INSTRUCTIONS TO FOLLOW —
Look through the records that follow and state how many lines hold the word "wall", without adding anything.

PROVIDED INFORMATION —
····················
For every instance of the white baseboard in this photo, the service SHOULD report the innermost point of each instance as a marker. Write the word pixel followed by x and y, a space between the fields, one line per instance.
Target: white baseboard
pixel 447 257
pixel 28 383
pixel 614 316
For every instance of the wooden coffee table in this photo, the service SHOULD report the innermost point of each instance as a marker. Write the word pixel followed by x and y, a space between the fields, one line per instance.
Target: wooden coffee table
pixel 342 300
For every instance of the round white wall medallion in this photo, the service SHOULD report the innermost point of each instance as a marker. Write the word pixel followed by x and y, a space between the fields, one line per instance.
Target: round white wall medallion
····················
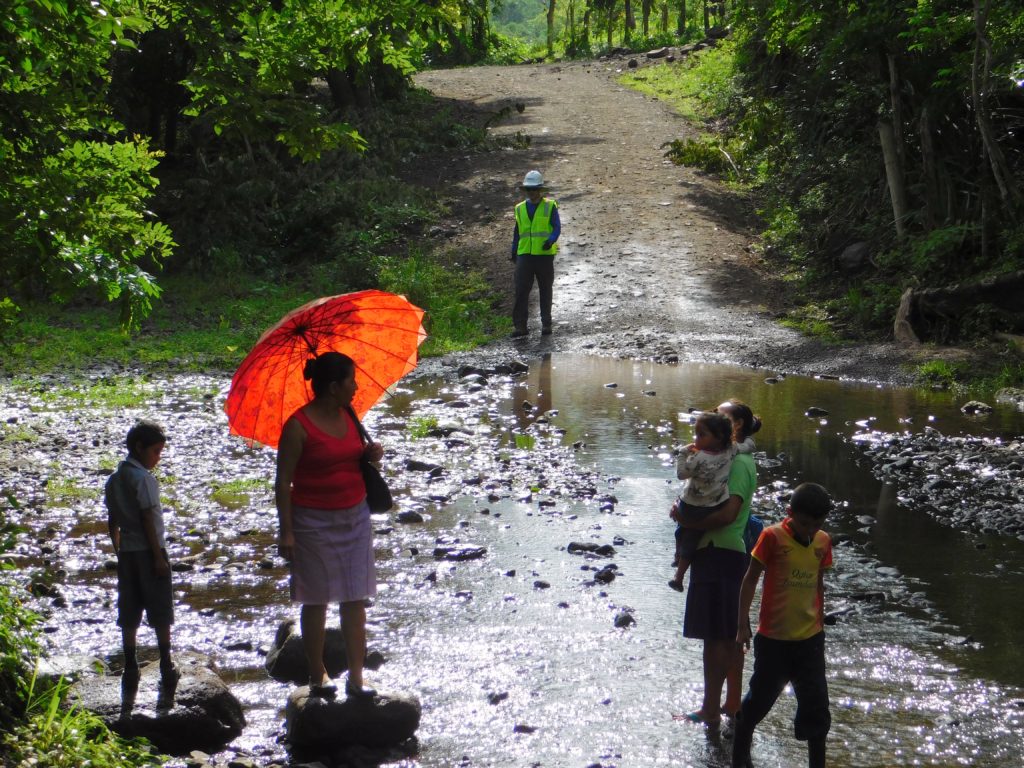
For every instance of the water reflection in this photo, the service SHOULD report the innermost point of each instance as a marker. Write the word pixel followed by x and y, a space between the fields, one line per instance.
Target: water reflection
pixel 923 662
····················
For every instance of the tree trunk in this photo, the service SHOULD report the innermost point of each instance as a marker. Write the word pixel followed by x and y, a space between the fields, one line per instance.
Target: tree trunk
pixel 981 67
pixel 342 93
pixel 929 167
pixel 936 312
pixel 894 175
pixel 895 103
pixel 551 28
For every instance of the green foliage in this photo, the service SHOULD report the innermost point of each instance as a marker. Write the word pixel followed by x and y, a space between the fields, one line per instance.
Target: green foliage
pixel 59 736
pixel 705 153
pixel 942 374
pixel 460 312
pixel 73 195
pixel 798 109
····················
TASK RESULT —
2